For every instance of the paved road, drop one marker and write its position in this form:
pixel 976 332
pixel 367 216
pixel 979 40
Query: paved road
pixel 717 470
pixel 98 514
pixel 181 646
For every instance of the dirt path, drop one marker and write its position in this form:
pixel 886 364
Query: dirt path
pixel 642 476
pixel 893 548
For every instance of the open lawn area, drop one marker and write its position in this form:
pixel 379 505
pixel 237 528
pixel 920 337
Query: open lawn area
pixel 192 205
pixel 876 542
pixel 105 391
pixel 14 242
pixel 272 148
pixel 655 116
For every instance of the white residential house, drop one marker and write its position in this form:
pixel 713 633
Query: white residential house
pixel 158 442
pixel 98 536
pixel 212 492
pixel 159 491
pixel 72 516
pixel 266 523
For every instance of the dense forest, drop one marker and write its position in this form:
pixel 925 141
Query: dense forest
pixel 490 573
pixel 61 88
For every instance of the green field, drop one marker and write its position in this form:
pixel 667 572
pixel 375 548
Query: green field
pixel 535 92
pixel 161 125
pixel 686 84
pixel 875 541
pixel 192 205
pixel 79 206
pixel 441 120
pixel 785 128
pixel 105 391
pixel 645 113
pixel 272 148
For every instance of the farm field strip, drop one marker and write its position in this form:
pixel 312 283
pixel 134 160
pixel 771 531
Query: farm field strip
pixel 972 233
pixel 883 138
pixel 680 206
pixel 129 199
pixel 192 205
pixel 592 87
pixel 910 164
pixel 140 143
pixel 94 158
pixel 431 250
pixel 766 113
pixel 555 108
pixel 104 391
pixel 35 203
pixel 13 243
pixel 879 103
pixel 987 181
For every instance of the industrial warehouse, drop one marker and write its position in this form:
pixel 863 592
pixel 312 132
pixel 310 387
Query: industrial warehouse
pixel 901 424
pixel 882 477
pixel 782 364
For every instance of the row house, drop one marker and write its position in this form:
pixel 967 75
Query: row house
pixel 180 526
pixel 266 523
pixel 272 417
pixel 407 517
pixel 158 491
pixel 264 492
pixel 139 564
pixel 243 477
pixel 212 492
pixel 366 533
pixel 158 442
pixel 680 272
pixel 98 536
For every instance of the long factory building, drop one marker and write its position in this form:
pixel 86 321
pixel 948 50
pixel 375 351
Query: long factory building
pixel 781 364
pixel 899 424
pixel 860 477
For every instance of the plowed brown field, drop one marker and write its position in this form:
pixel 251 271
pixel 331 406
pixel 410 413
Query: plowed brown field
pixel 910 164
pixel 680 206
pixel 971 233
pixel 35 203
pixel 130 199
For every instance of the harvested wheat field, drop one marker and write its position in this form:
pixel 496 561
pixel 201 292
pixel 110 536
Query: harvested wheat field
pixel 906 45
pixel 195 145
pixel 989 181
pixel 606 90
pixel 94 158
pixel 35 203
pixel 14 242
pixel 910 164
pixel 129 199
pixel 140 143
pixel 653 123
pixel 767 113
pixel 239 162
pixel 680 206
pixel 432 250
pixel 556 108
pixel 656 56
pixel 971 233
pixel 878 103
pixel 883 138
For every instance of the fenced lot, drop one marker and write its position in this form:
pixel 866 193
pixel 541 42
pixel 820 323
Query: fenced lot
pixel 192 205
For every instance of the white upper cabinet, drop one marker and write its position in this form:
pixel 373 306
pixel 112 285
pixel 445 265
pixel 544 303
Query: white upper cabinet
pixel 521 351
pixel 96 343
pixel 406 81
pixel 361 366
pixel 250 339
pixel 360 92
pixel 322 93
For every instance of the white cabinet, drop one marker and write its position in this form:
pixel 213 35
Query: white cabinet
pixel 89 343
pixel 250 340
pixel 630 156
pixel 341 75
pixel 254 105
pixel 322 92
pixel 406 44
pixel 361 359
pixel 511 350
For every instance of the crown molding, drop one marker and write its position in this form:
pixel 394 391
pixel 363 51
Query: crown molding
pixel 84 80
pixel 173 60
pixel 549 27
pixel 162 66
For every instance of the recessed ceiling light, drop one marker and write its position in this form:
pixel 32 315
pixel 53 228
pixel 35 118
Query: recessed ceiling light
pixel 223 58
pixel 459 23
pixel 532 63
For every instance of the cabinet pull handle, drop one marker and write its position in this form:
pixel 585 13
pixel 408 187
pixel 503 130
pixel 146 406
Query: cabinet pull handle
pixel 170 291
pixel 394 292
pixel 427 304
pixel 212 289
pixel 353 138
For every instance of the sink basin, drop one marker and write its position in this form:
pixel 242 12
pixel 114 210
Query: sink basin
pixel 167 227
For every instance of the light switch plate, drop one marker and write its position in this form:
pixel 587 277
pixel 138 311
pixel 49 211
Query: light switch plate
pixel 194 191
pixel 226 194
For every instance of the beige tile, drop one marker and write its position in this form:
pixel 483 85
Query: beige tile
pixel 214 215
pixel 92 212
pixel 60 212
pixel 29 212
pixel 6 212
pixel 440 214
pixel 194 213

TASK BRIEF — Repeat, exactly as they stand, the line that contains "Query: sink basin" and all the lines after it in the data above.

SOLUTION TO THE PROBLEM —
Query: sink basin
pixel 167 227
For every instance of the light switch plate, drop one marker and write its position in this form:
pixel 587 277
pixel 138 311
pixel 49 211
Query: light switch plate
pixel 194 191
pixel 226 194
For every instance of the beige tile, drop one marker and write its position in this form:
pixel 483 85
Query: beige tile
pixel 214 215
pixel 92 212
pixel 60 212
pixel 29 212
pixel 6 212
pixel 440 214
pixel 194 213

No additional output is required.